◆ WORK INSTRUCTION 1
Answer these questions from the text on Milo McIver State Park:
(a) Along which river does the park lie?
(b) What was the name of the music festival held at the park in 1970?
(c) Which species of bat has a colony in the park?
◆ WORK INSTRUCTION 2
Pick up the text on Milo McIver State Park after its final sentence and continue it.

◆ STUDY TEXT
State park in Oregon, United States

Milo McIver State Park is a state park in the U.S. state of Oregon. It is in Clackamas County along the Clackamas River, near Estacada and close to Mount Hood.

==History==
The park was named in honor of Milo K. McIver. McIver was an Oregon Highway Commission member from April 1, 1950, to March 31, 1962, and commission chairman from April 1, 1958, to March 31, 1962. McIver set a record for long service with the commission. His 12-year term exceeded by a year and a half that of Ben R. Chandler. His facility in the fields of realty, property management, financing and industrial development were instrumental in investing nearly $1 billion on about 1000 mi of new highway. During his term as chairman, Oregon led all other states in opening interstate freeways.

In 1970, the park was the site of Vortex I, a government-sponsored music festival.

==Flora and fauna==
The park contains a colony of Townsend's big-eared bats, considered a sensitive species in Oregon.

The largest Yew in Oregon is located in the park.

==Amenities==
The park has many amenities for various activities, including day use and overnight camping, primitive camp sites, hiking and horse trails, boating, bird watching and a disc golf course.

◆ SUPPLIED INFORMATION
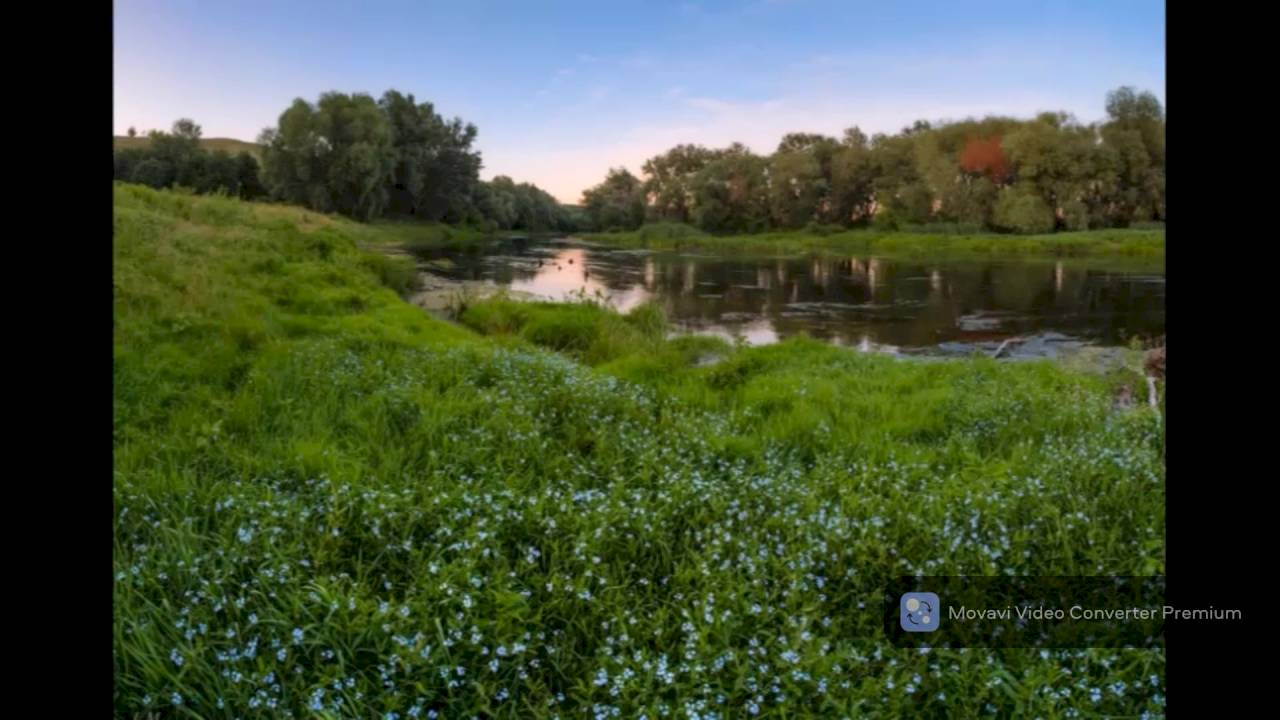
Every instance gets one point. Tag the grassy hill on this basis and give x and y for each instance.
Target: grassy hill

◆ EXERCISE RESPONSE 1
(a) The Clackamas River
(b) Vortex I
(c) Townsend's big-eared bats

◆ EXERCISE RESPONSE 2
The equestrian trail system and facilities include: a very large parking area, portable toilets, a covered picnic area, a handicapped mounting ramp, a regular mounting block, an outdoor warm-up arena, a small round pen, and several training stations along the upper trail loop. The stations include: a teeter-totter bridge, a suspension bridge, a farm gate, a back through chute, a "mountain trail" area with small boulders, roots, and logs to step through, two large logs to cross and sidepass, a small water crossing, concrete cavaletti to cross, a two-tiered step-up box, and an 18 by 18 in balance beam, 36 ft long, with a 20-degree bend in the middle. There are also two small bridges over small streams. The park's master plan calls for the construction of a horse camping area as well.